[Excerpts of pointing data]
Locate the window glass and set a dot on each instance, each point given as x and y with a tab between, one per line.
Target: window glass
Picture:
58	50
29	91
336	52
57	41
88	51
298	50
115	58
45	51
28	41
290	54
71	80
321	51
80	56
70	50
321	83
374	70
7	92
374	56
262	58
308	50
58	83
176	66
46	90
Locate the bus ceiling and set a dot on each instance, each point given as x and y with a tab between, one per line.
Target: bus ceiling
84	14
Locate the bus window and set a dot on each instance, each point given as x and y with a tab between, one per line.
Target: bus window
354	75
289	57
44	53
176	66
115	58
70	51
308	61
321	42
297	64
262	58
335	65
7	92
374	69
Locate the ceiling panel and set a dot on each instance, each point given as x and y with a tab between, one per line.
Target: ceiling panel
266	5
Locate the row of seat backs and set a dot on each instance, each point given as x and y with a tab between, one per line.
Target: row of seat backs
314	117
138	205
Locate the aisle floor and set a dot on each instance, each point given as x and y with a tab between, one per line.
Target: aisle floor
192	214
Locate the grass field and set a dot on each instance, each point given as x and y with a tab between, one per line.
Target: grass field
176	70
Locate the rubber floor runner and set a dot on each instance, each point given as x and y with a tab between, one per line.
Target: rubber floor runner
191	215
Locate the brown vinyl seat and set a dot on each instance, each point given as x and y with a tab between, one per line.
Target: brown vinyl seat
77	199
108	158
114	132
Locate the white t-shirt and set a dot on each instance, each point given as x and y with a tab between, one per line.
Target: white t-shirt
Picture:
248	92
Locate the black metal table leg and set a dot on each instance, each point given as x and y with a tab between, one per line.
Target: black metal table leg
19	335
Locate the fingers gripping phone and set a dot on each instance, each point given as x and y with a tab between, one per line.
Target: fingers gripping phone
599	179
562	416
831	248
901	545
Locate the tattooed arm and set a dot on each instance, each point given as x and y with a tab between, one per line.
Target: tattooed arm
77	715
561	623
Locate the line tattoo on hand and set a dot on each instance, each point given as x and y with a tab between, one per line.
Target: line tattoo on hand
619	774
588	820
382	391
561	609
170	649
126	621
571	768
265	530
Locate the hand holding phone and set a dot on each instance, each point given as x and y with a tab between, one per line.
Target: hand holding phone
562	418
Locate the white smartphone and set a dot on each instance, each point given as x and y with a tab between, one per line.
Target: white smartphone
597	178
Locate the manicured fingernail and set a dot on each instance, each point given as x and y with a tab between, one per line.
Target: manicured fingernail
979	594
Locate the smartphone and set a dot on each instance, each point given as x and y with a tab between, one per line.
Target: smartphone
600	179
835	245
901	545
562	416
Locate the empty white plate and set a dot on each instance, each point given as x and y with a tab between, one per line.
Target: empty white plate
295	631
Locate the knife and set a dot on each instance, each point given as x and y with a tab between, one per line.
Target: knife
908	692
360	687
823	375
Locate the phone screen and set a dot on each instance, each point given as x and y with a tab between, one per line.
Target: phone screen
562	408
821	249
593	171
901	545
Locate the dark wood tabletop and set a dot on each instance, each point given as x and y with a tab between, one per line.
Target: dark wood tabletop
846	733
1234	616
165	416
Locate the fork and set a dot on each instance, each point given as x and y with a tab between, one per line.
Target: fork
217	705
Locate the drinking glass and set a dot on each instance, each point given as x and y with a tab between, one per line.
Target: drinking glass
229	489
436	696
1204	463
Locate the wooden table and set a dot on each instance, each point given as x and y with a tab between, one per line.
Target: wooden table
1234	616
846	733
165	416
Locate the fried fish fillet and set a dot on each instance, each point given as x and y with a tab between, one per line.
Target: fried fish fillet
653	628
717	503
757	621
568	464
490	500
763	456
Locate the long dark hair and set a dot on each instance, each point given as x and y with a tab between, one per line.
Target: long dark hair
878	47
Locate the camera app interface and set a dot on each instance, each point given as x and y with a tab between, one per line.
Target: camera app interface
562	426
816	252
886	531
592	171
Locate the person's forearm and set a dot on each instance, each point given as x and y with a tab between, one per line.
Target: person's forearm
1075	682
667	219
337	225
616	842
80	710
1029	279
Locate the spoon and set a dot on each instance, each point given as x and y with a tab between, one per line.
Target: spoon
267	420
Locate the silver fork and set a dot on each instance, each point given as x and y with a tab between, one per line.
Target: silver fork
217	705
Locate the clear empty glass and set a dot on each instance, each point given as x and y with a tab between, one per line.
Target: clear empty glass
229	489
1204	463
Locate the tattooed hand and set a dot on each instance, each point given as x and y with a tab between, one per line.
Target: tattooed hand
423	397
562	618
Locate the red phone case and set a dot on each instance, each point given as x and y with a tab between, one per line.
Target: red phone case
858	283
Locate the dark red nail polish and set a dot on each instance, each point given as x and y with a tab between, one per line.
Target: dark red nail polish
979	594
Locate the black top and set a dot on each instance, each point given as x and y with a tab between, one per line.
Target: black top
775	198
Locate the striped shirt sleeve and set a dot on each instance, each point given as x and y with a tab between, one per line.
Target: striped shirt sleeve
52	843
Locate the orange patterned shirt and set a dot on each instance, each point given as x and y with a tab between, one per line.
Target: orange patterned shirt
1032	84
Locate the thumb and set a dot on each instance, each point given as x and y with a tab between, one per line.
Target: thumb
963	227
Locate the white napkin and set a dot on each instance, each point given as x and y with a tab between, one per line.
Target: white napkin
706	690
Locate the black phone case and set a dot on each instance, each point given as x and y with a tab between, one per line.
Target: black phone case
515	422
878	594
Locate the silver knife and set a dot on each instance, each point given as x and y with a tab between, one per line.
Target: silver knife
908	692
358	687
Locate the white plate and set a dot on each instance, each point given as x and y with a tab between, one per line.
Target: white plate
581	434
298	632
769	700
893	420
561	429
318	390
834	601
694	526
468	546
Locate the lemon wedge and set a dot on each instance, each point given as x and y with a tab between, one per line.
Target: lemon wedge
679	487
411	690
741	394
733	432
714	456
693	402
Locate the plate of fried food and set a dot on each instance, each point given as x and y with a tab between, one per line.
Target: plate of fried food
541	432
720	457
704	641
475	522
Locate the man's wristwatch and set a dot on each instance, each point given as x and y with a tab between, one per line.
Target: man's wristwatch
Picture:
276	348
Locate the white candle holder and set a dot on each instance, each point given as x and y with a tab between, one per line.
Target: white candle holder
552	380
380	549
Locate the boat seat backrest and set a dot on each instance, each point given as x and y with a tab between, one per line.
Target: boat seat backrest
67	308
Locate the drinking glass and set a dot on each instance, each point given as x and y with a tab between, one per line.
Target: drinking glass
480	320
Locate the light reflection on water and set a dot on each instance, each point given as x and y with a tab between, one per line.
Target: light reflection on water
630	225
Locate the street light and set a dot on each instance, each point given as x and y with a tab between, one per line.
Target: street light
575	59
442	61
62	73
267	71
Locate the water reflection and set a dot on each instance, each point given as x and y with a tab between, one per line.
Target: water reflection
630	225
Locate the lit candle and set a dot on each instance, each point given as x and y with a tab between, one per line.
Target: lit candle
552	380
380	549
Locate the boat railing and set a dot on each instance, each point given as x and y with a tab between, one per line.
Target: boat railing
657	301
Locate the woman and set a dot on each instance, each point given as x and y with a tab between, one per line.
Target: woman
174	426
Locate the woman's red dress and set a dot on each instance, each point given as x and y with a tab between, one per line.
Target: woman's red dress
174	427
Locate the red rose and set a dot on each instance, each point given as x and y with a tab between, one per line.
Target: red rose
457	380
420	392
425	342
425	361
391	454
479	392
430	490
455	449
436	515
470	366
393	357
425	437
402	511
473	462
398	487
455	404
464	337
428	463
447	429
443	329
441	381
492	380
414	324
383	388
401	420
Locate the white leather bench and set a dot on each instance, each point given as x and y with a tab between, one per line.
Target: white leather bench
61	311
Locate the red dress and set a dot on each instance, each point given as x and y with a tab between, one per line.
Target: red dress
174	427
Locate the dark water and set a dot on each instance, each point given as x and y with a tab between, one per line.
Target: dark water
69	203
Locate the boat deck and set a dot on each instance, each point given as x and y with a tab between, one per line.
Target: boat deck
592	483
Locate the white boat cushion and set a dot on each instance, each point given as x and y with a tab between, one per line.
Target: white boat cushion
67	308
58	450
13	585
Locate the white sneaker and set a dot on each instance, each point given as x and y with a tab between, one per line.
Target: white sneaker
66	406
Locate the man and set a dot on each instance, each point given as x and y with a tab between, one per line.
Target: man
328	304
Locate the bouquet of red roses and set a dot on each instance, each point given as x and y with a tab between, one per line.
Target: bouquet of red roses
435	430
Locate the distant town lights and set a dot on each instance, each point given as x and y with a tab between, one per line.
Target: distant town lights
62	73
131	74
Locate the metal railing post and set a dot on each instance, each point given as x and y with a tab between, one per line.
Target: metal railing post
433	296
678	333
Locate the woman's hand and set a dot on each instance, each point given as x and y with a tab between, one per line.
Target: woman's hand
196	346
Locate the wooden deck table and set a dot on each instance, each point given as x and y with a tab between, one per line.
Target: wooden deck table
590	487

Exercise: All lines from the one containing "Locate the dark water" through the end of the records, both ends included, are to be quoted exactly; please add nothing else.

Task solution:
Locate the dark water and set a dot on each instance, each point given as x and y with a tab between, one per line.
Target: dark water
69	203
Locate the boat deck and set a dot on each instance, each point given as x and y with a tab between, one per line.
Target: boat deck
592	483
Locate the white boat cushion and set a dot on each instance, each point given as x and y with a tab between, one per line.
Target: white boat cushion
67	308
58	450
13	585
Locate the white sneaker and set a dot on each instance, each point given as x and y with a tab between, one per line.
Target: white sneaker
66	406
Locate the man and set a dot on each instance, each point given as x and y with a tab between, one per line.
Target: man
328	304
Locate the bouquet of red roses and set a dot on each instance, each point given as x and y with a tab between, one per line.
Target: bouquet of red roses
435	430
Locate the distant town lights and set a dot on each instance, each point given as x and y with a tab between, one per line.
Target: distant town lights
62	73
131	74
Locate the metal railing post and set a dot on each instance, each point given as x and y with a tab between, one per line.
Target: metal railing post
433	296
678	333
Locate the woman's hand and set a dot on each instance, each point given as x and y with a tab between, one per line.
Target: woman's hand
196	346
Locate the wooden deck table and set a dot on each instance, each point given as x and y with a tab between, one per line.
Target: wooden deck table
590	487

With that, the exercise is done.